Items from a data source

::::::

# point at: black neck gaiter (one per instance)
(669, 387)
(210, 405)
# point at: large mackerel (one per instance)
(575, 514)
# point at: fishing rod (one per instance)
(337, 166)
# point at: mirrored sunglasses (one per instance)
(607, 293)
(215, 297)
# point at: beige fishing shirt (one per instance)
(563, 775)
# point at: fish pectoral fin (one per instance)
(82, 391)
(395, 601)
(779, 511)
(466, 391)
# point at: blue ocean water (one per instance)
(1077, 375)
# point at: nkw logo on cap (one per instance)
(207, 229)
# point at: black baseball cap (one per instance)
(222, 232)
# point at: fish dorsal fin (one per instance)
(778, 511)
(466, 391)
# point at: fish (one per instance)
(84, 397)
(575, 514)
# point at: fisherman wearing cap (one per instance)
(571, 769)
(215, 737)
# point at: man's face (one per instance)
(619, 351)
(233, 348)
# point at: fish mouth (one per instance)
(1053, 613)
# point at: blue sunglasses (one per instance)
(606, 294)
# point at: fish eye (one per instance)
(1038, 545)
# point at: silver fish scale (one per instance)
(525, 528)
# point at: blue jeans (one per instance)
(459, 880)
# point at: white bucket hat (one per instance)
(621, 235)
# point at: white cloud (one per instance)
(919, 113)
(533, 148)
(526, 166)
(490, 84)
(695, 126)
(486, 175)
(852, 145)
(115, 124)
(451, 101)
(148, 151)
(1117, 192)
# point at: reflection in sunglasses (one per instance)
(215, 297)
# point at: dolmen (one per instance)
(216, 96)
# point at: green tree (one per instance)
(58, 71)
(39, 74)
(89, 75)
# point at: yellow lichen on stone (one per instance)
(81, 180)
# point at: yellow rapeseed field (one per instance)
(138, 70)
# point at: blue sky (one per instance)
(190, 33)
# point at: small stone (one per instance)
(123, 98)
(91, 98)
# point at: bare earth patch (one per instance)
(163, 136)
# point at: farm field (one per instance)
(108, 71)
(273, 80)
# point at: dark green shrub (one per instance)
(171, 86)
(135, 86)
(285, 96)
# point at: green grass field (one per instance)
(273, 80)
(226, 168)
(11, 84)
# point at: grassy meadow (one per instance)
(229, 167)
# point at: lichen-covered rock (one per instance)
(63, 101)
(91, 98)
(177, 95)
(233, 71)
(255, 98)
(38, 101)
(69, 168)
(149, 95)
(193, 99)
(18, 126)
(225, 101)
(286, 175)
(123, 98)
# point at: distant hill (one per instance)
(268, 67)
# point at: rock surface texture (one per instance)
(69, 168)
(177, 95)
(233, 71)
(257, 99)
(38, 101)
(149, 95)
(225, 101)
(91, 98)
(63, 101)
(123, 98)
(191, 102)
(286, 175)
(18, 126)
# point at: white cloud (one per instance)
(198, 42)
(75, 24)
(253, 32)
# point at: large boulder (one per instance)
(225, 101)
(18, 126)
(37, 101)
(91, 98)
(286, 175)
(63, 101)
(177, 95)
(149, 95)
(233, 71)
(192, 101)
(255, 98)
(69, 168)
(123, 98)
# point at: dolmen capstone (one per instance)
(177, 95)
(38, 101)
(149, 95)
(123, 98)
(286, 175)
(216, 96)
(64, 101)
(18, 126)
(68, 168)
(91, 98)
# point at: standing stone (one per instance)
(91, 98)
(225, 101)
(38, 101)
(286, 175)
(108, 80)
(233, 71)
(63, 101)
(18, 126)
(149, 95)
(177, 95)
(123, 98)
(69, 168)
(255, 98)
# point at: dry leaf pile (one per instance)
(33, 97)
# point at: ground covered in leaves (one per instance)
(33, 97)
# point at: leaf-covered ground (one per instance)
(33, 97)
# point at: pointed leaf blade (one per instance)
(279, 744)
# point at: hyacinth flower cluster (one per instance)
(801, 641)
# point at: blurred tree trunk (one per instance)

::::::

Every record, word for word, must be returned.

# point at: black neck gaiter (one per instance)
(669, 387)
(210, 405)
# point at: large mackerel (one per instance)
(575, 514)
# point at: fishing rod (one per instance)
(337, 166)
# point at: mirrored sunglasses (one per instance)
(607, 293)
(215, 297)
# point at: beige fishing shirt (one per instance)
(563, 775)
# point at: fish pectoral fin (one per instance)
(82, 391)
(395, 601)
(779, 511)
(466, 391)
# point at: blue ocean water (one per instance)
(1077, 375)
# point at: nkw logo on cap (one per instance)
(207, 229)
# point at: black baseball cap (one per instance)
(222, 232)
# point at: fish dorsal fin (one per instance)
(778, 511)
(466, 391)
# point at: fish (one per instance)
(84, 397)
(575, 514)
# point at: fisherman wearing cap (one per instance)
(571, 769)
(215, 737)
# point at: man's face (one per instance)
(619, 351)
(233, 348)
# point at: fish mouth (one per instance)
(1053, 613)
# point at: blue sunglasses (one per instance)
(606, 294)
# point at: fish eye (one per instance)
(1038, 545)
# point at: silver fish scale (one per instance)
(525, 528)
# point at: blue jeans (one per instance)
(459, 880)
# point at: white bucket hat (one per instance)
(621, 235)
# point at: white cloud (one per instance)
(919, 113)
(533, 148)
(526, 166)
(490, 84)
(695, 126)
(486, 175)
(852, 145)
(115, 124)
(451, 101)
(148, 151)
(1117, 192)
# point at: reflection in sunglasses (one per instance)
(215, 297)
# point at: dolmen (one per instance)
(216, 96)
# point at: green tree (one per instance)
(58, 71)
(39, 74)
(89, 75)
# point at: yellow lichen on stone (one per instance)
(81, 180)
# point at: yellow rapeseed field (one per instance)
(138, 70)
# point at: blue sky (one per instance)
(190, 33)
# point at: small stone (one per instance)
(123, 98)
(91, 98)
# point at: bare earth patch (one per instance)
(163, 136)
# point at: farm field (one per instance)
(108, 71)
(273, 80)
# point at: dark green shrub (one per instance)
(171, 86)
(135, 86)
(285, 96)
# point at: green grass field (one per instance)
(273, 80)
(226, 168)
(11, 84)
# point at: grassy meadow (one per instance)
(229, 167)
# point at: lichen-covered rock (one per instance)
(63, 101)
(91, 98)
(177, 95)
(233, 71)
(255, 98)
(38, 101)
(69, 168)
(149, 95)
(193, 99)
(18, 126)
(225, 101)
(286, 175)
(123, 98)
# point at: distant hill (one per instance)
(268, 67)
# point at: rock surface texture (one per instance)
(69, 168)
(177, 95)
(233, 71)
(257, 99)
(38, 101)
(149, 95)
(225, 101)
(91, 98)
(63, 101)
(123, 98)
(191, 102)
(286, 175)
(18, 126)
# point at: white cloud (one per instance)
(198, 42)
(75, 24)
(253, 32)
# point at: large boulder (one per instance)
(225, 101)
(18, 126)
(37, 101)
(91, 98)
(286, 175)
(63, 101)
(177, 95)
(149, 95)
(233, 71)
(192, 101)
(255, 98)
(69, 168)
(123, 98)
# point at: dolmen capstone (one per instance)
(177, 95)
(38, 101)
(149, 95)
(123, 98)
(286, 175)
(216, 96)
(64, 101)
(18, 126)
(68, 168)
(91, 98)
# point at: standing stone (one per instance)
(91, 98)
(225, 101)
(38, 101)
(286, 175)
(108, 80)
(233, 71)
(63, 101)
(18, 126)
(149, 95)
(177, 95)
(123, 98)
(69, 168)
(255, 98)
# point at: dry leaf pile (one per instance)
(33, 97)
# point at: ground covered in leaves (one per instance)
(33, 97)
# point at: leaf-covered ground (one per instance)
(33, 97)
# point at: pointed leaf blade (one per instance)
(279, 744)
# point at: hyacinth flower cluster (one per instance)
(801, 641)
# point at: blurred tree trunk (one per instance)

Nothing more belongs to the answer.